**Objective**:
In the data that follows, find the line containing "Set-play tagging: locate each instance of the beach"; then quote that line and every line after it, exactly, through the last one.

**Material for the task**:

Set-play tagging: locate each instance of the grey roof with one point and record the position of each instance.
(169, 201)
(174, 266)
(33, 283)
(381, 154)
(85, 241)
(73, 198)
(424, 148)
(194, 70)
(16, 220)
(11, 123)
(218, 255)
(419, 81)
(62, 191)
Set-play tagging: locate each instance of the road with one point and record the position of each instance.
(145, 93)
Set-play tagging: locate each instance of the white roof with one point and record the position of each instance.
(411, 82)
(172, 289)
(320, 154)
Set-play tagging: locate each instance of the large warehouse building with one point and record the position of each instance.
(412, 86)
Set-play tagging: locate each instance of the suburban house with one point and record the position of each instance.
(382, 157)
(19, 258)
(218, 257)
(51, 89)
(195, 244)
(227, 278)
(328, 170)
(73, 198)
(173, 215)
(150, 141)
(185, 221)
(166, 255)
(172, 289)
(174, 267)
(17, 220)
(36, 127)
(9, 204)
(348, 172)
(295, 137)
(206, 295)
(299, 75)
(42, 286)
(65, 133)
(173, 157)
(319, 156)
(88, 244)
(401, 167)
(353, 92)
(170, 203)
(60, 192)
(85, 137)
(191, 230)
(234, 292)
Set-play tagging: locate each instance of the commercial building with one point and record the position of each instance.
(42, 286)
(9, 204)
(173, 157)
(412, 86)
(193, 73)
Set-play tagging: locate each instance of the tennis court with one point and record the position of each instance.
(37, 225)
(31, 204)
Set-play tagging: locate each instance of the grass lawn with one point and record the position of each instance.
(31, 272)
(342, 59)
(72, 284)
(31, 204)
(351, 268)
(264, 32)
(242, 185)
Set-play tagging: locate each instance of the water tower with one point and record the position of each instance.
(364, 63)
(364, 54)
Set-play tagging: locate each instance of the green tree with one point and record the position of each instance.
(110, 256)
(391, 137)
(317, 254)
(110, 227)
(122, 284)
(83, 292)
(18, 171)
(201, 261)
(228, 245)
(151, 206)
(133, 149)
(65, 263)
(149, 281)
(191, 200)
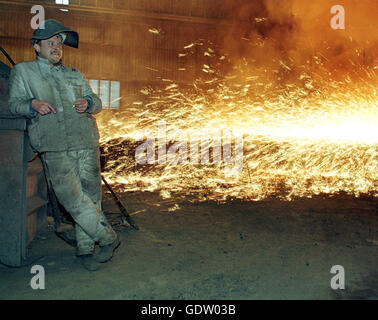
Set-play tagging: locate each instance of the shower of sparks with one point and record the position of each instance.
(301, 139)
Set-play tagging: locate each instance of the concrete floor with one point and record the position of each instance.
(239, 250)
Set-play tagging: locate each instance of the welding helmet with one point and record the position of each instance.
(52, 28)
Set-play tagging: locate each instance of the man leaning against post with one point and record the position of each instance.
(60, 104)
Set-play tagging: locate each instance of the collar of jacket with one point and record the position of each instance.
(45, 64)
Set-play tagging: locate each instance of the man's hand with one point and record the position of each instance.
(42, 107)
(81, 105)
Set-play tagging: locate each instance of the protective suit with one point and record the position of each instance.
(68, 140)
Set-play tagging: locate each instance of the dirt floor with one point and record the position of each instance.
(240, 250)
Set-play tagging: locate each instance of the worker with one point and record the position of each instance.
(59, 105)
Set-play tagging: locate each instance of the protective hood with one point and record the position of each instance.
(53, 27)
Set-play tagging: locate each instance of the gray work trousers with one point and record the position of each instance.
(75, 178)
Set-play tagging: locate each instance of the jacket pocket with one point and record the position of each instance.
(34, 136)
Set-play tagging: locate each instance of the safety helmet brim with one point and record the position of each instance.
(51, 28)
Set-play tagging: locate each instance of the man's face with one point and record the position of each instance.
(50, 49)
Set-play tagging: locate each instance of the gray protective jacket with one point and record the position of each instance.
(61, 86)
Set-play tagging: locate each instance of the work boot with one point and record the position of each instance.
(106, 252)
(88, 262)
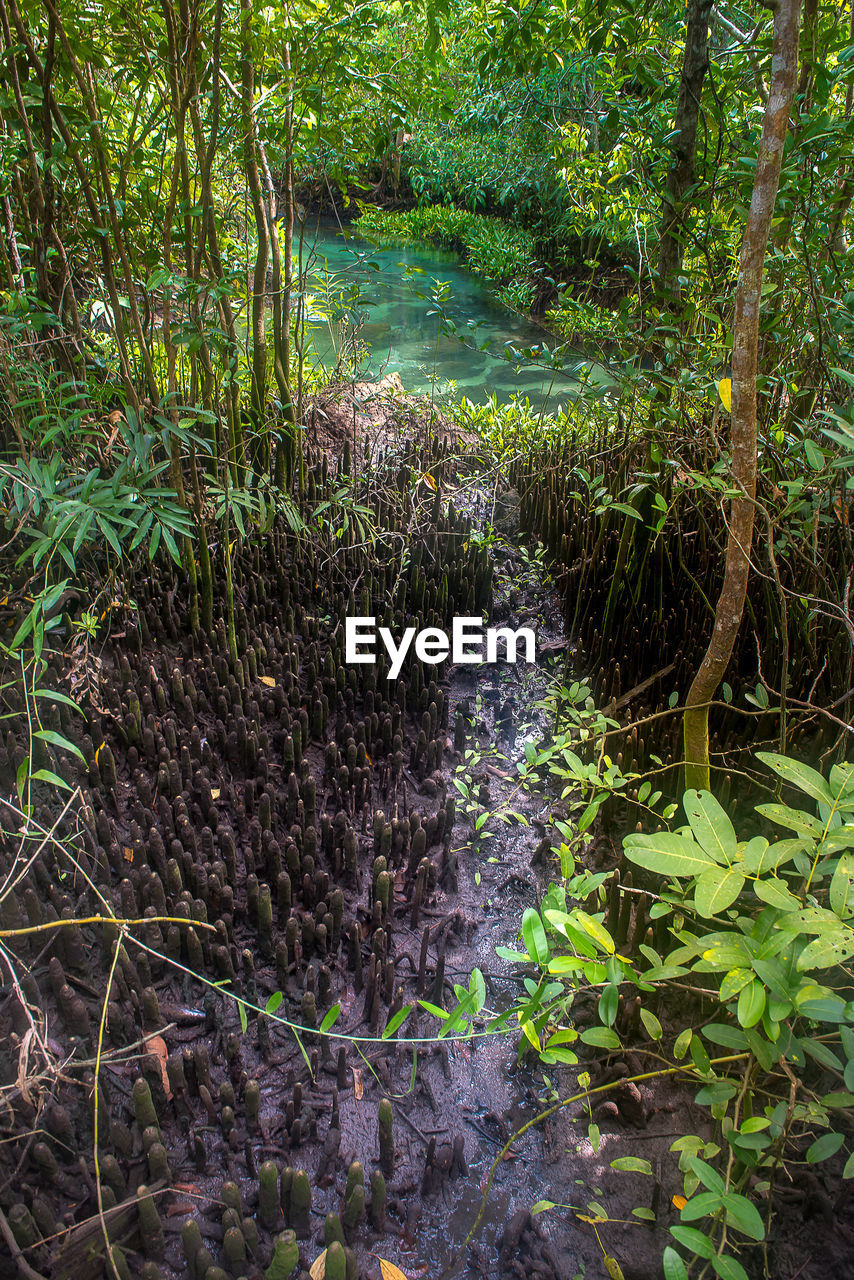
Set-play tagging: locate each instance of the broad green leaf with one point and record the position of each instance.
(752, 1004)
(631, 1165)
(700, 1206)
(608, 1004)
(825, 1147)
(48, 776)
(711, 824)
(776, 894)
(798, 775)
(683, 1043)
(534, 937)
(596, 931)
(729, 1267)
(734, 982)
(743, 1215)
(725, 392)
(49, 735)
(667, 853)
(652, 1025)
(672, 1265)
(823, 952)
(542, 1206)
(694, 1240)
(804, 823)
(716, 890)
(841, 887)
(397, 1020)
(601, 1036)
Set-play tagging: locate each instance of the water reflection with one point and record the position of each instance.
(421, 314)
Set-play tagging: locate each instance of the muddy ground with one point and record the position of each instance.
(257, 801)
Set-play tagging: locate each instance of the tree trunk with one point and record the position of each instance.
(680, 179)
(743, 430)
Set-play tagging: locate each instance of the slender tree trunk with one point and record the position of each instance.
(257, 388)
(680, 179)
(743, 430)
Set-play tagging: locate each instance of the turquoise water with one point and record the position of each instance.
(387, 300)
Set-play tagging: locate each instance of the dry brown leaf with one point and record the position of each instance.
(388, 1270)
(158, 1045)
(181, 1208)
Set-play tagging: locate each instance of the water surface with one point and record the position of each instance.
(418, 311)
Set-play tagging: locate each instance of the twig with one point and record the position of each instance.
(14, 1248)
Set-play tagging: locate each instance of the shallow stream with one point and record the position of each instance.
(421, 314)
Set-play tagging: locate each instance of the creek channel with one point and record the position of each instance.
(202, 790)
(383, 297)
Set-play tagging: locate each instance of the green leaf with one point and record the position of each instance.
(601, 1036)
(674, 1265)
(798, 775)
(49, 735)
(776, 894)
(683, 1043)
(694, 1240)
(631, 1165)
(752, 1004)
(734, 982)
(608, 1004)
(825, 952)
(743, 1216)
(700, 1206)
(652, 1025)
(841, 887)
(397, 1020)
(542, 1206)
(729, 1267)
(667, 854)
(711, 824)
(825, 1147)
(330, 1018)
(716, 890)
(46, 776)
(534, 937)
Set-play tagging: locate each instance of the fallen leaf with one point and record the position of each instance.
(181, 1208)
(725, 392)
(388, 1270)
(158, 1045)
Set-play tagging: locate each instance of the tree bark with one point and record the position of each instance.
(743, 430)
(680, 179)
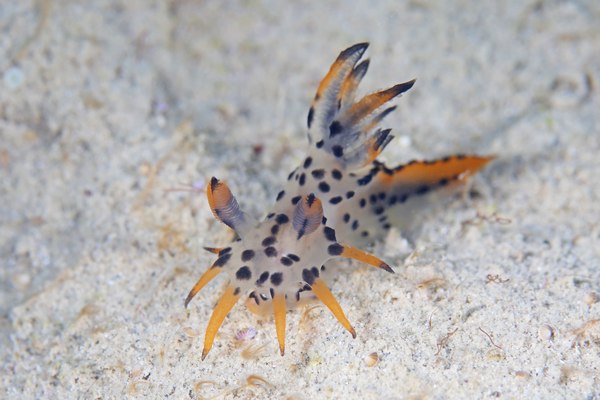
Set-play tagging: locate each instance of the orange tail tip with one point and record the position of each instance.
(224, 206)
(214, 250)
(225, 304)
(357, 254)
(372, 102)
(307, 215)
(441, 171)
(340, 68)
(324, 294)
(350, 84)
(279, 311)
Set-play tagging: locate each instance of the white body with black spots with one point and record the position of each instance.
(338, 198)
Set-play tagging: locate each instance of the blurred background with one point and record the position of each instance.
(108, 108)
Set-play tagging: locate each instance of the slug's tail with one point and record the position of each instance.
(342, 127)
(398, 196)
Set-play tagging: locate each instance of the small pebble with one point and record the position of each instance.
(545, 332)
(246, 334)
(13, 78)
(591, 298)
(372, 359)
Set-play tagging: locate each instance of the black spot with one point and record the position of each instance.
(336, 199)
(269, 240)
(335, 249)
(247, 255)
(282, 219)
(335, 128)
(302, 179)
(308, 276)
(422, 190)
(329, 234)
(277, 278)
(364, 180)
(222, 260)
(337, 150)
(286, 261)
(243, 273)
(263, 278)
(307, 162)
(318, 173)
(324, 187)
(271, 251)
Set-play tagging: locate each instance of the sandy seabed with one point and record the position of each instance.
(107, 105)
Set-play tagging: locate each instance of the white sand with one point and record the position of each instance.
(106, 105)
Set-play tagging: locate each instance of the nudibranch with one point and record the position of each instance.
(340, 197)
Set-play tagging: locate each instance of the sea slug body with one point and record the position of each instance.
(338, 199)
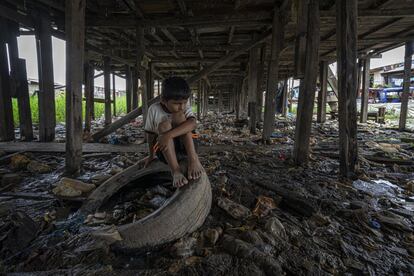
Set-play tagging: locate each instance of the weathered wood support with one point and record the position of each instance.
(254, 63)
(113, 94)
(347, 84)
(273, 75)
(140, 49)
(323, 81)
(47, 112)
(365, 91)
(107, 90)
(409, 51)
(6, 108)
(89, 94)
(128, 88)
(23, 102)
(135, 88)
(75, 41)
(307, 87)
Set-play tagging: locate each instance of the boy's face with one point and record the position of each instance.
(175, 106)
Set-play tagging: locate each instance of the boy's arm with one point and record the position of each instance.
(186, 127)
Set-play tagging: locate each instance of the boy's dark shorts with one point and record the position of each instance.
(179, 150)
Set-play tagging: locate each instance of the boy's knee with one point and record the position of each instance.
(164, 126)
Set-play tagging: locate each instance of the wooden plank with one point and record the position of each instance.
(6, 109)
(75, 41)
(272, 75)
(107, 89)
(128, 88)
(61, 147)
(254, 63)
(365, 91)
(113, 94)
(409, 49)
(89, 94)
(47, 113)
(323, 80)
(23, 102)
(307, 87)
(347, 85)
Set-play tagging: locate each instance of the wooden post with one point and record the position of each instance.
(47, 113)
(140, 49)
(107, 88)
(260, 78)
(75, 40)
(323, 81)
(365, 91)
(346, 20)
(23, 102)
(273, 75)
(409, 50)
(6, 108)
(199, 99)
(254, 61)
(135, 88)
(114, 93)
(285, 98)
(89, 94)
(128, 88)
(307, 87)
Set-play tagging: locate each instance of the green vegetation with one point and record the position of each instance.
(61, 108)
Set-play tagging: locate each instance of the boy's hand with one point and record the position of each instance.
(148, 160)
(163, 140)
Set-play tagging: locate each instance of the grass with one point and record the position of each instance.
(61, 108)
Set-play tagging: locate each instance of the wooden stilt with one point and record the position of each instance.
(346, 40)
(273, 75)
(107, 88)
(128, 88)
(254, 63)
(89, 94)
(323, 80)
(308, 87)
(365, 91)
(47, 113)
(409, 51)
(6, 108)
(75, 38)
(114, 93)
(23, 102)
(135, 88)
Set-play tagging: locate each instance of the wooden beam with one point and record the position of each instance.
(323, 81)
(223, 61)
(347, 11)
(6, 108)
(409, 51)
(278, 33)
(47, 113)
(365, 91)
(89, 94)
(128, 88)
(75, 38)
(308, 87)
(254, 61)
(107, 89)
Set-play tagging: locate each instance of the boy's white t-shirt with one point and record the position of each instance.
(157, 114)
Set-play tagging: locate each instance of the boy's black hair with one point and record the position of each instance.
(175, 88)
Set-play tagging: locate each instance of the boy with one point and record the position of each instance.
(169, 125)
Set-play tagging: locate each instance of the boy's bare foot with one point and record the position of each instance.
(195, 169)
(179, 179)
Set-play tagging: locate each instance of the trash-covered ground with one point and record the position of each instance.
(268, 217)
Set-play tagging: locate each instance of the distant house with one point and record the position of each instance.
(390, 75)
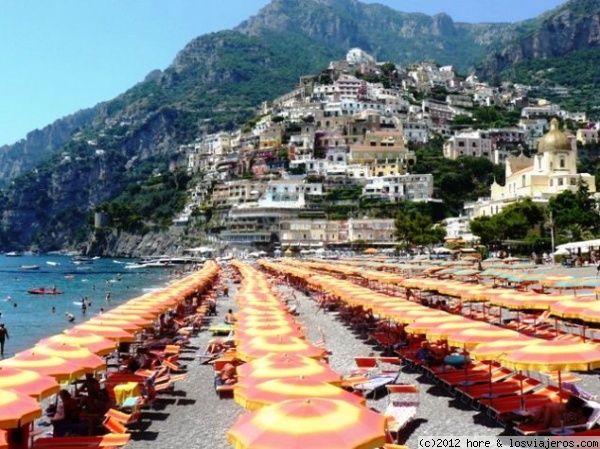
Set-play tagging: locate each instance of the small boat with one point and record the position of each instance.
(44, 291)
(29, 267)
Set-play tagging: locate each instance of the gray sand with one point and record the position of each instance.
(194, 416)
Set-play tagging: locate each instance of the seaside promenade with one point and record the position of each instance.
(194, 416)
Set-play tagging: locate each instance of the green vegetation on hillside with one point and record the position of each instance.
(548, 76)
(154, 201)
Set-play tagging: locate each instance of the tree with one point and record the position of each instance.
(575, 213)
(515, 222)
(414, 228)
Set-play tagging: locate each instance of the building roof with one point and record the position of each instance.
(554, 140)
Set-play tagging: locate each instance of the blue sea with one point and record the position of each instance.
(29, 318)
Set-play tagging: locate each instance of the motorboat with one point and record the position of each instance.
(29, 267)
(44, 291)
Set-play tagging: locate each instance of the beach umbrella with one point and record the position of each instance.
(95, 343)
(444, 330)
(28, 382)
(410, 316)
(258, 346)
(17, 410)
(126, 325)
(423, 325)
(83, 357)
(554, 355)
(111, 332)
(572, 308)
(255, 396)
(278, 366)
(493, 350)
(48, 365)
(131, 317)
(309, 423)
(266, 331)
(469, 338)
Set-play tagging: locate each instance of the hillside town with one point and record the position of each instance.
(353, 129)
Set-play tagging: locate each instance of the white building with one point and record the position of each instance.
(548, 173)
(395, 188)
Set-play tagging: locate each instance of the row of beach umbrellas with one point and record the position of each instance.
(33, 375)
(293, 397)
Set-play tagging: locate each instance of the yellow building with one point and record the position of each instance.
(381, 147)
(551, 171)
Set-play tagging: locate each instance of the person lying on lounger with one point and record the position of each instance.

**Worked answer**:
Set-play tagging: locate each instance of the beach umbrella with one point and record the position of each instance.
(95, 343)
(444, 330)
(28, 382)
(410, 316)
(258, 346)
(17, 410)
(126, 325)
(423, 325)
(83, 357)
(554, 355)
(111, 332)
(572, 308)
(255, 396)
(278, 366)
(493, 350)
(48, 365)
(131, 317)
(309, 423)
(266, 331)
(469, 338)
Set-play tagging: locate each instance of the hillside town with one point and record the position of each instance.
(353, 129)
Set-play tagging: locate each instance of the white building with one point and record the position of each instance.
(548, 173)
(395, 188)
Set-play tagging: locate each instance of the row of beach umbrellas with one point and record the position of each instance.
(33, 375)
(293, 397)
Set-play tagging: locate each instance of the yellow building with one point and record the position of each instance.
(381, 147)
(551, 171)
Set-play tagging: locate each instance of the person lying on lounger with one point and record the position of each instance.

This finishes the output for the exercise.